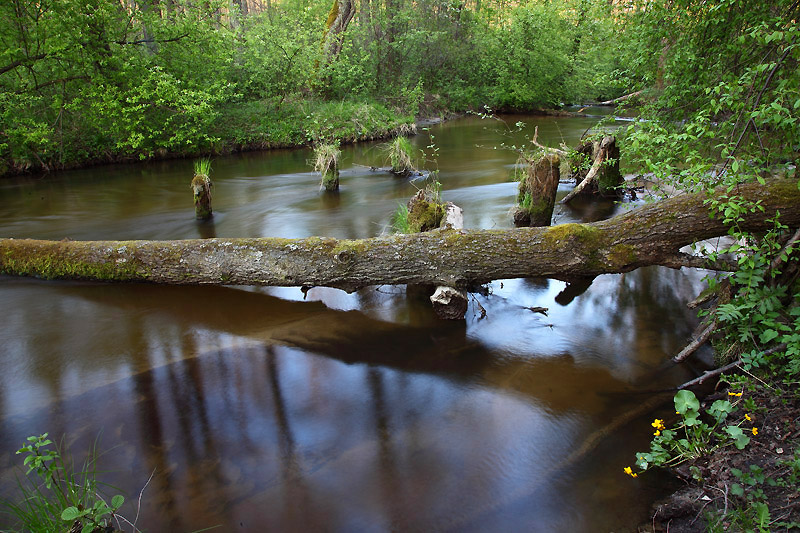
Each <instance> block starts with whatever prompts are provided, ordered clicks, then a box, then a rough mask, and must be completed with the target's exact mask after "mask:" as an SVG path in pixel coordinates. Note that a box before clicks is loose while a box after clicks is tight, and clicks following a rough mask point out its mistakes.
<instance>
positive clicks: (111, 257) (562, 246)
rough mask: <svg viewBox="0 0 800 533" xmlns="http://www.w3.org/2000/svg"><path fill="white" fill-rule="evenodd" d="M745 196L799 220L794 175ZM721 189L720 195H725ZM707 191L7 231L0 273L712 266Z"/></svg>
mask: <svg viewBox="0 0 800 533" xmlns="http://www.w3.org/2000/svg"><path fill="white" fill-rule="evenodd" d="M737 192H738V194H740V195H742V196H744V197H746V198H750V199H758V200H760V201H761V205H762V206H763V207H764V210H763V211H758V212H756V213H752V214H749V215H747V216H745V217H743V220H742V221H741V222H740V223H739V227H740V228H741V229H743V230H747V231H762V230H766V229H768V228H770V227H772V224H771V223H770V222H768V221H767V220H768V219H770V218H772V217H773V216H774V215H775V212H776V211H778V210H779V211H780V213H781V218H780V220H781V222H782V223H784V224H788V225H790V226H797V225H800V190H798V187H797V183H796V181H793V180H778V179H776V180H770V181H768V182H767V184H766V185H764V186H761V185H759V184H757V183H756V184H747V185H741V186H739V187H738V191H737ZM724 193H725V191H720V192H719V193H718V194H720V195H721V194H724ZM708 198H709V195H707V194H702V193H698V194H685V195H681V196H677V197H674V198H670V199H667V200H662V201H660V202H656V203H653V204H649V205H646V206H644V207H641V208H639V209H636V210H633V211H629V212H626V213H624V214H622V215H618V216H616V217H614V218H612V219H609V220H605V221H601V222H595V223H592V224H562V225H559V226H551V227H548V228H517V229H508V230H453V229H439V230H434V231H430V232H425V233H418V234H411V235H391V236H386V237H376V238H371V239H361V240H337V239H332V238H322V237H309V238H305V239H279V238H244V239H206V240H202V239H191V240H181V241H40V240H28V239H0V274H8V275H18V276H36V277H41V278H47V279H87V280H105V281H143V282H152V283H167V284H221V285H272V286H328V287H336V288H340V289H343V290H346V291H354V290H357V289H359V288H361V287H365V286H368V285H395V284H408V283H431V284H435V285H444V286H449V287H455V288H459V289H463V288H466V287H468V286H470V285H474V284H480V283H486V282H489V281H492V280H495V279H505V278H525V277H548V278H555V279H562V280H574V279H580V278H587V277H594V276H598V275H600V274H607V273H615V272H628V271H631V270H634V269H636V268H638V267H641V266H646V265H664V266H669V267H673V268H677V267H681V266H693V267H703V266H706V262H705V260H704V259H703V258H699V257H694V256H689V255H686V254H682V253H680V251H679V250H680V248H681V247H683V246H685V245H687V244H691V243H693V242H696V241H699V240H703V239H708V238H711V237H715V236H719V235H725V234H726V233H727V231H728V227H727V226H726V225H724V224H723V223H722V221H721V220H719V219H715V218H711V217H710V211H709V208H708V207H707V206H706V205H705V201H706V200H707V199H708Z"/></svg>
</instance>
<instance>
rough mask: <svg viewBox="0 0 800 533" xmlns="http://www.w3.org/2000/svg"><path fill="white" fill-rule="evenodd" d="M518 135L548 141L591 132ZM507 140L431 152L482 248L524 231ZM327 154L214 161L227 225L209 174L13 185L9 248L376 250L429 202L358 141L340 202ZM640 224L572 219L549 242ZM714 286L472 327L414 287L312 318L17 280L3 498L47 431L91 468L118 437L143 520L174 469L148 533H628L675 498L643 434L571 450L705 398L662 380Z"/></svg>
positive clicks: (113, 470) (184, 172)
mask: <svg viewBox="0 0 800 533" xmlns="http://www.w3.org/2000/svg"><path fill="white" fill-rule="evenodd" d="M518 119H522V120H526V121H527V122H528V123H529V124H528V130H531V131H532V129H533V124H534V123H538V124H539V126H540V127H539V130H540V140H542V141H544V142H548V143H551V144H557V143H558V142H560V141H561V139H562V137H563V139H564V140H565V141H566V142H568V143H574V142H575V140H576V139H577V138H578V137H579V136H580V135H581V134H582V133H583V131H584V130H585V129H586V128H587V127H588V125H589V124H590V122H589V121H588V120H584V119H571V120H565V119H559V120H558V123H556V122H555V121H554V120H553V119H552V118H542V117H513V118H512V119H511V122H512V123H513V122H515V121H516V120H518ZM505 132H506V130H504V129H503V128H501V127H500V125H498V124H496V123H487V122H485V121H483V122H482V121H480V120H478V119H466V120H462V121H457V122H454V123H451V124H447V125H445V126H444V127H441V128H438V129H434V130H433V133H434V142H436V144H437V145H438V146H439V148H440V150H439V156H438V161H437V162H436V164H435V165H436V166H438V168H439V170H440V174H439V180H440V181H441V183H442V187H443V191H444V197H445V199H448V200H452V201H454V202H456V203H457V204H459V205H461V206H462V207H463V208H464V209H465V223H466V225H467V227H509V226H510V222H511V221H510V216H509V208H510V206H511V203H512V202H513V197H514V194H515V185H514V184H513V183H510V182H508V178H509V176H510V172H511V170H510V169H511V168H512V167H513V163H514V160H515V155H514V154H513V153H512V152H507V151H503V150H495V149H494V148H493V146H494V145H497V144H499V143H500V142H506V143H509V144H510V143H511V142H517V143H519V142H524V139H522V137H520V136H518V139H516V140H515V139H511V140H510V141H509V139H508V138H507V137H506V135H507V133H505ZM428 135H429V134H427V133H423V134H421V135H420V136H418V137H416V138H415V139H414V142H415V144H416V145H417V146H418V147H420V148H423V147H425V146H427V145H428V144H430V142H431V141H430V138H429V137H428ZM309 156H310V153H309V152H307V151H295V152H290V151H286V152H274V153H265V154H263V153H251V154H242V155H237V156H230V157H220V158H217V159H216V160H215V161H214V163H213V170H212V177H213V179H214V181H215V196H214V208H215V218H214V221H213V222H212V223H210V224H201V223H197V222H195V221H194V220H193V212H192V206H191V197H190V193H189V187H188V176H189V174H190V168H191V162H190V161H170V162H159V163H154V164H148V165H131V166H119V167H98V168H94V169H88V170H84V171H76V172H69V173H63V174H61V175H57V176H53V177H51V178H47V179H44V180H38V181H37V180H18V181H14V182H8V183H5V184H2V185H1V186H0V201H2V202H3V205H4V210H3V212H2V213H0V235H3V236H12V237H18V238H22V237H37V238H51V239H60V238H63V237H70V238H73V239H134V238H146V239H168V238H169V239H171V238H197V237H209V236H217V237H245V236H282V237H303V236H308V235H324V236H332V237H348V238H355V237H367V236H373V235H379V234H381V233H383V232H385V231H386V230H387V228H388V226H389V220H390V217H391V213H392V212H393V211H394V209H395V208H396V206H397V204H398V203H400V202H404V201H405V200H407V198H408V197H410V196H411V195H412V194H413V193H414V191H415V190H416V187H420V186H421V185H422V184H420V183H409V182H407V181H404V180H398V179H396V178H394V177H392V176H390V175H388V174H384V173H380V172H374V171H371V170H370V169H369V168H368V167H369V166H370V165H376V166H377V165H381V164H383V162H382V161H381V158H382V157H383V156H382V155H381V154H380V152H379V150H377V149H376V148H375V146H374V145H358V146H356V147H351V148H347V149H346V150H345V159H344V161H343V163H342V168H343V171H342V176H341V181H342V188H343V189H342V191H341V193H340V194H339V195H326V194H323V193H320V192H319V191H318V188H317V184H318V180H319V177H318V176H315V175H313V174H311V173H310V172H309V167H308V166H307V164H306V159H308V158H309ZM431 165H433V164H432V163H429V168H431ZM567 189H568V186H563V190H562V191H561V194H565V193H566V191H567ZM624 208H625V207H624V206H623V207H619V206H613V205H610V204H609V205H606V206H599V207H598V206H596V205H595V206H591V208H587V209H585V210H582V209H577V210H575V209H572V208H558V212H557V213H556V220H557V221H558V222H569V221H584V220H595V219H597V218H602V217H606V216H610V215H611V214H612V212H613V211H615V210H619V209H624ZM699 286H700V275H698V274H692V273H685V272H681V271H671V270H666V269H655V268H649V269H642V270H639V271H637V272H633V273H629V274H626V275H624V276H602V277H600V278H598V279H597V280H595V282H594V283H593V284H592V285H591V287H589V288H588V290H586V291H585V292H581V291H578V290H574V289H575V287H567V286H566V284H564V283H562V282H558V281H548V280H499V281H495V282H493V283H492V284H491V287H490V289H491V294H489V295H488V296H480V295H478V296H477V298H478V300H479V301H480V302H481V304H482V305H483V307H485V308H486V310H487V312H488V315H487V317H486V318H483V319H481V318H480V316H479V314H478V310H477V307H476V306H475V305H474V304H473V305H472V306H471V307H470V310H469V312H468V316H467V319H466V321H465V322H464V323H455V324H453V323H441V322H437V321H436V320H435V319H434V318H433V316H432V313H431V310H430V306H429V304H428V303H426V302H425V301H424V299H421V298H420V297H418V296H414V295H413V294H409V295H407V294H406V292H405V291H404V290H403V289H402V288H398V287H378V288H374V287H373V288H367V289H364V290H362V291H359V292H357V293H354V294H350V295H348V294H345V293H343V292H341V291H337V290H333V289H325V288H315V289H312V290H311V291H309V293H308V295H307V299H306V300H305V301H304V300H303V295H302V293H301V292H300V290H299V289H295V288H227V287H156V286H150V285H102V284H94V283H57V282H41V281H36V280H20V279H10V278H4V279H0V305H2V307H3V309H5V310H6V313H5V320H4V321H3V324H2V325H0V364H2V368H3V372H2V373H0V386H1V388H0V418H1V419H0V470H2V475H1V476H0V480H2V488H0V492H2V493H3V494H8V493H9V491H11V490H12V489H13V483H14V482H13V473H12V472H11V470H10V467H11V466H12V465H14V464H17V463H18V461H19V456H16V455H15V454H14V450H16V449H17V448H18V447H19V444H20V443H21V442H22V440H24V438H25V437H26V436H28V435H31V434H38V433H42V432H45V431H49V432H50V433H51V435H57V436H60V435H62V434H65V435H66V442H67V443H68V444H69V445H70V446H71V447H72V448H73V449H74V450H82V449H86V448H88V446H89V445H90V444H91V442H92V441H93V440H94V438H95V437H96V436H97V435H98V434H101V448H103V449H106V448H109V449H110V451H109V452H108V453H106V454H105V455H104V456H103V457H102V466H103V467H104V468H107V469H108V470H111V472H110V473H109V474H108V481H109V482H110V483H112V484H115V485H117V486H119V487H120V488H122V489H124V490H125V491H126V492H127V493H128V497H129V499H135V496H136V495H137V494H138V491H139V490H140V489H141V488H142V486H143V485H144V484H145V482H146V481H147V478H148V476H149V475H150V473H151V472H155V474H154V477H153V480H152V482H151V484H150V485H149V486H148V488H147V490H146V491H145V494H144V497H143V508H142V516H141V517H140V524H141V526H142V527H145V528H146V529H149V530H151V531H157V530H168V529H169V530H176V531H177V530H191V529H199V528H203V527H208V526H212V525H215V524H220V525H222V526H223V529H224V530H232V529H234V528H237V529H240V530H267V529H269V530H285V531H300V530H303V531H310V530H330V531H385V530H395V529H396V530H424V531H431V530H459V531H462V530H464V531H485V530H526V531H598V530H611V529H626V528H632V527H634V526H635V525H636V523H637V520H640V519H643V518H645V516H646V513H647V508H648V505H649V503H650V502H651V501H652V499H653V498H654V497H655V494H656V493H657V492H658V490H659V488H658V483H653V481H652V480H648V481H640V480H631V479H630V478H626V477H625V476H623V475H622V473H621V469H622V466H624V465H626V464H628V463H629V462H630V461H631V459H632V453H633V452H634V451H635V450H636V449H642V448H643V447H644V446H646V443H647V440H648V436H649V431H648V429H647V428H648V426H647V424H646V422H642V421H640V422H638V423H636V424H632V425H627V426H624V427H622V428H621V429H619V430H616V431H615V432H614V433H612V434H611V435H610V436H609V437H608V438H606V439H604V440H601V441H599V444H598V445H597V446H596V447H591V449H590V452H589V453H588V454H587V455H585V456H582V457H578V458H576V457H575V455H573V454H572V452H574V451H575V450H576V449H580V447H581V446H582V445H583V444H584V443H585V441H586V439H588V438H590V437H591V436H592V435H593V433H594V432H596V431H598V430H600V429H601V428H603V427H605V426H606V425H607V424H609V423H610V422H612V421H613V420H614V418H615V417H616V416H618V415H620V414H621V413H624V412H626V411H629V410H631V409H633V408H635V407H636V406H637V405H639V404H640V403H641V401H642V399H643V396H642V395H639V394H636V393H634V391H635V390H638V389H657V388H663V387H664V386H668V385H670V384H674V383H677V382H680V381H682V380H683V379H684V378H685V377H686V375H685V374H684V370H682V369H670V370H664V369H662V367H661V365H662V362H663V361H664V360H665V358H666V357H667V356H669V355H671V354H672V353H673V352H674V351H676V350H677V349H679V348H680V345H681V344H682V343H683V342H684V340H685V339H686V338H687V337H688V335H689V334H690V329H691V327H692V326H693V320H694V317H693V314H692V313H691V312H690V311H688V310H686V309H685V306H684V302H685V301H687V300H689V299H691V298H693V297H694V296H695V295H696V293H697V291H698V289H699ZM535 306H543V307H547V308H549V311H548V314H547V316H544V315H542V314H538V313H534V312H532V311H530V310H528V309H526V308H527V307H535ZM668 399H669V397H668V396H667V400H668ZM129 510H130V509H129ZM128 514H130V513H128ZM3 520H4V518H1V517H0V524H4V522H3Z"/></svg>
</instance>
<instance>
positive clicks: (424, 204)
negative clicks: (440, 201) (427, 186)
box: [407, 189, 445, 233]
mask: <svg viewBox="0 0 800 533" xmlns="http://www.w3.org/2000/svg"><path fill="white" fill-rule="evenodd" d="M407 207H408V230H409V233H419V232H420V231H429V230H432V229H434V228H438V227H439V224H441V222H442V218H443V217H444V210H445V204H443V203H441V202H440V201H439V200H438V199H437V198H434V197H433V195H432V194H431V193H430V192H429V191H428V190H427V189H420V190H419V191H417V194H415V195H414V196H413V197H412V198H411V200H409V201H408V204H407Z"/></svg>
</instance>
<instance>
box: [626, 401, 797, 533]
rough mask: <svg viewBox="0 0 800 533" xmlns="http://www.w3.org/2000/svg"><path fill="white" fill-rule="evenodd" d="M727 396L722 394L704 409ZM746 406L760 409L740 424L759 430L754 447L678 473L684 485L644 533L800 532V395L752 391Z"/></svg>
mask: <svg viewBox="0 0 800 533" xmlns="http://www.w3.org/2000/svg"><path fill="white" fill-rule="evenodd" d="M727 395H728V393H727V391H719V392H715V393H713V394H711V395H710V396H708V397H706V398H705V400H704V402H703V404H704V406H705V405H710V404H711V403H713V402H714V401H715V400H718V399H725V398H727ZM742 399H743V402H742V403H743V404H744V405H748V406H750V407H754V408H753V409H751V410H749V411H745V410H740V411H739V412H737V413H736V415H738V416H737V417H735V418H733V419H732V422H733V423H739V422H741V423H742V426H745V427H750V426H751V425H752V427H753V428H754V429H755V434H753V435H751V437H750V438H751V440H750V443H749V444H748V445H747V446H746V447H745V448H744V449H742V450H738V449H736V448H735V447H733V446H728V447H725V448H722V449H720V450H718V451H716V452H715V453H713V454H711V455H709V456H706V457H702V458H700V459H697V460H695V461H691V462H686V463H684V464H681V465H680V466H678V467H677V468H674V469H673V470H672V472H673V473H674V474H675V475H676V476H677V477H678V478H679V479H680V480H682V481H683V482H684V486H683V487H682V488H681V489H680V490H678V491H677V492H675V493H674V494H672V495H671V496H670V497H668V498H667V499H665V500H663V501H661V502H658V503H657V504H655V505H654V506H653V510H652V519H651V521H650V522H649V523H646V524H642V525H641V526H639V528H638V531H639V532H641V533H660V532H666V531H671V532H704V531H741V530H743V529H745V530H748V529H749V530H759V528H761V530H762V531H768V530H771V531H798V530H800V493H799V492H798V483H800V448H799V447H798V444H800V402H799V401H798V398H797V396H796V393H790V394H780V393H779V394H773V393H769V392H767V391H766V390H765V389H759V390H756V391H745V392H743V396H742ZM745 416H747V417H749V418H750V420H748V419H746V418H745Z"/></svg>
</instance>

◆ Description of the task:
Would you reproduce, exactly and with nothing added, every line from the beginning of the entries above through the line that contains "positive clicks: (111, 257) (562, 246)", both included, leaving out the pictures?

◆ Problem solution:
Each <instance> block starts with whatever prompts are provided, ordered clicks, then a box, then a rough mask, and must be completed with the target's exact mask after "mask:" as an SVG path in pixel coordinates. Note that a box before clicks is loose while a box after clicks is tight, and clicks following a rough mask point out its mistakes.
<instance>
positive clicks: (111, 257) (562, 246)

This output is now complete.